▸ **Written request**
List every line in the listing below that contains the string "scone". Case counts.

▸ **Entries provided**
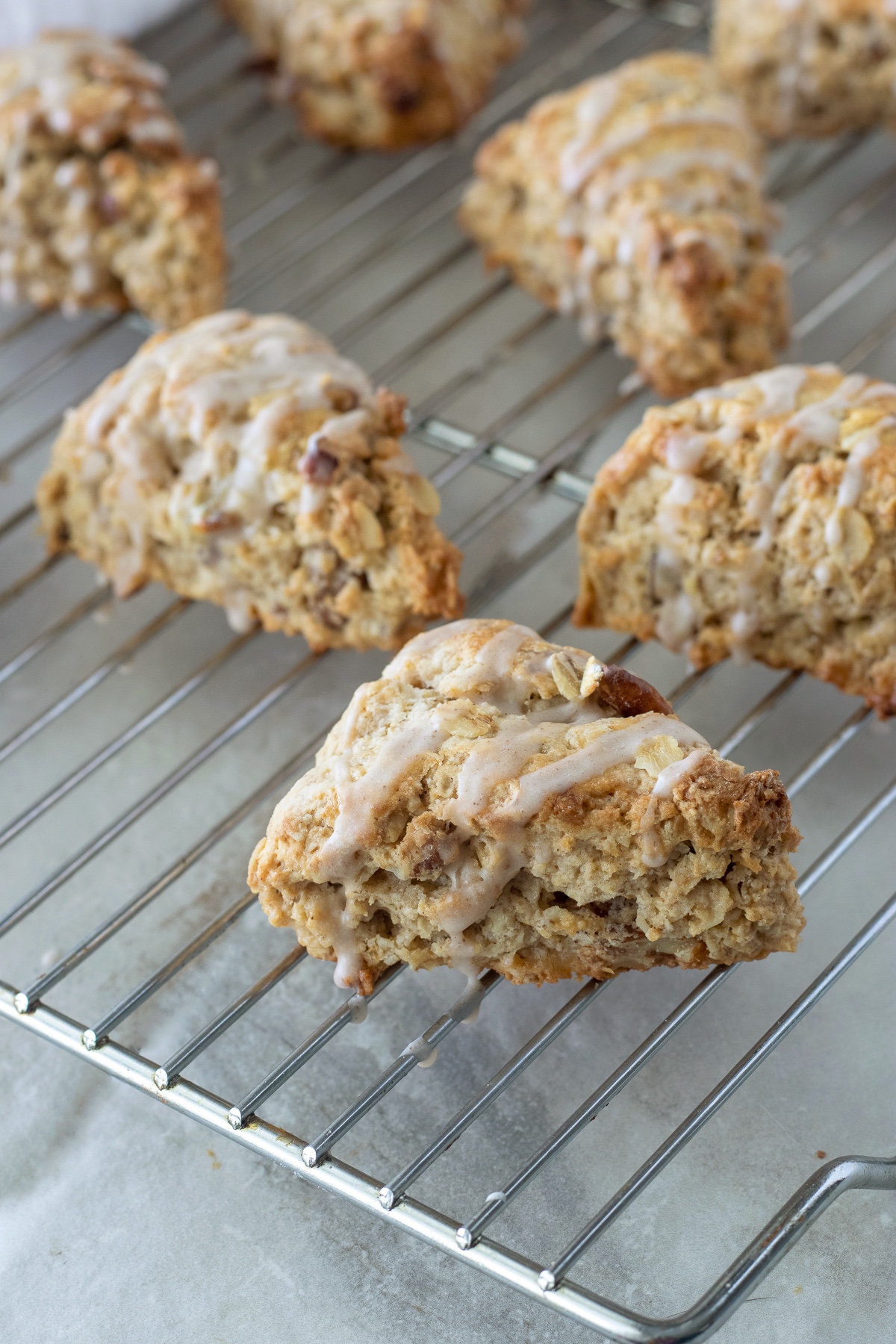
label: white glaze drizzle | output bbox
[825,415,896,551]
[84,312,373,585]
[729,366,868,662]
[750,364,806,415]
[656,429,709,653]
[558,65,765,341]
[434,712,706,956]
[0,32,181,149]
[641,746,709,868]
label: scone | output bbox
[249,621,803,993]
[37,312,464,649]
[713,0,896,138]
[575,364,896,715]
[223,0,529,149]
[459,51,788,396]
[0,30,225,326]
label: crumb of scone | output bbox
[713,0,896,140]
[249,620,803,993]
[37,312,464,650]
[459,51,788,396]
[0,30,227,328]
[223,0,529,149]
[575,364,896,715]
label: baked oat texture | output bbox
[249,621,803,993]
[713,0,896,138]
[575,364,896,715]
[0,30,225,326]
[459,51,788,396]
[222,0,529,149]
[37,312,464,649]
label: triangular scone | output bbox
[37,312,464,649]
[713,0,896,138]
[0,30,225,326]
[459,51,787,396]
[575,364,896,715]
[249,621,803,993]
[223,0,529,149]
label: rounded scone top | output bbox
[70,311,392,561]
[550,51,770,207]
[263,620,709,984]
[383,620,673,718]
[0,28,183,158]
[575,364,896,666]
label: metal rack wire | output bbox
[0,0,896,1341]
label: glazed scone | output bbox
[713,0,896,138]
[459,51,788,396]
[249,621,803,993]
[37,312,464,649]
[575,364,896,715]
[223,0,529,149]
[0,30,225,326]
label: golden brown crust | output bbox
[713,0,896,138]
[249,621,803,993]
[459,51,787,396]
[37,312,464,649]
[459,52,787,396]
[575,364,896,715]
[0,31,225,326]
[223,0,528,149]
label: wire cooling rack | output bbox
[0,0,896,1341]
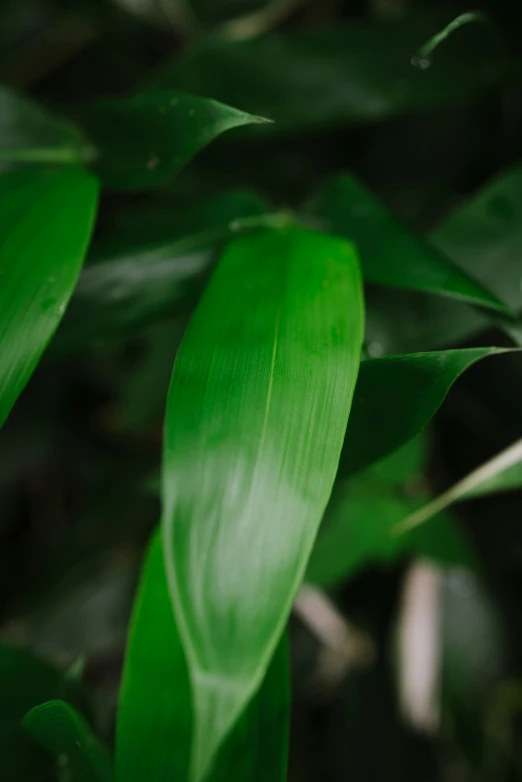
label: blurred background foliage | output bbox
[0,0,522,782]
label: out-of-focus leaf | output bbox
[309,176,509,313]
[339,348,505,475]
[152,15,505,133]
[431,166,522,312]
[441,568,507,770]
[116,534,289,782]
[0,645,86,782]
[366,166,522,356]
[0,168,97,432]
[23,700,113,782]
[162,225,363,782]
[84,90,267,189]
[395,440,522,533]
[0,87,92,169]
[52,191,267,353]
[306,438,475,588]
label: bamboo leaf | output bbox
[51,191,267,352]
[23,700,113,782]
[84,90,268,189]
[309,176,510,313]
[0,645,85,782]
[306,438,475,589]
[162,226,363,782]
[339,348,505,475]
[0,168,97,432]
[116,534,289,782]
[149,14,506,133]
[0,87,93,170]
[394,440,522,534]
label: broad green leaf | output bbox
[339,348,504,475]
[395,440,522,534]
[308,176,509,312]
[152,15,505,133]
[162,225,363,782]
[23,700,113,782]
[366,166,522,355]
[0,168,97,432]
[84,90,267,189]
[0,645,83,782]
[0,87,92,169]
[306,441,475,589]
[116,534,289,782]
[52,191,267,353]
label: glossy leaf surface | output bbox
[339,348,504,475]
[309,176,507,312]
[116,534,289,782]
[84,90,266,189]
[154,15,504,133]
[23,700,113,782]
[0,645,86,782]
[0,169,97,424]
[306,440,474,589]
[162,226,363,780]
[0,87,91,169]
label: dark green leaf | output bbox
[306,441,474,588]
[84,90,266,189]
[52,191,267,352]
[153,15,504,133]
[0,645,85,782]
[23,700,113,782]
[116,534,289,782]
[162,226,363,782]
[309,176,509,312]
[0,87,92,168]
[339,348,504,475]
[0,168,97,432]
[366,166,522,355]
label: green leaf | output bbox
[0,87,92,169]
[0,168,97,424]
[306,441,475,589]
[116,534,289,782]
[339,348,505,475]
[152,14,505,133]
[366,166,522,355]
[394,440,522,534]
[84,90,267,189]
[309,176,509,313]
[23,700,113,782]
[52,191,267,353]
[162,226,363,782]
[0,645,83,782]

▸ **Written reply**
label: scone | output bbox
label: crumb of scone | output bbox
label: triangular scone | output bbox
label: rounded scone top | output bbox
label: glazed scone | output bbox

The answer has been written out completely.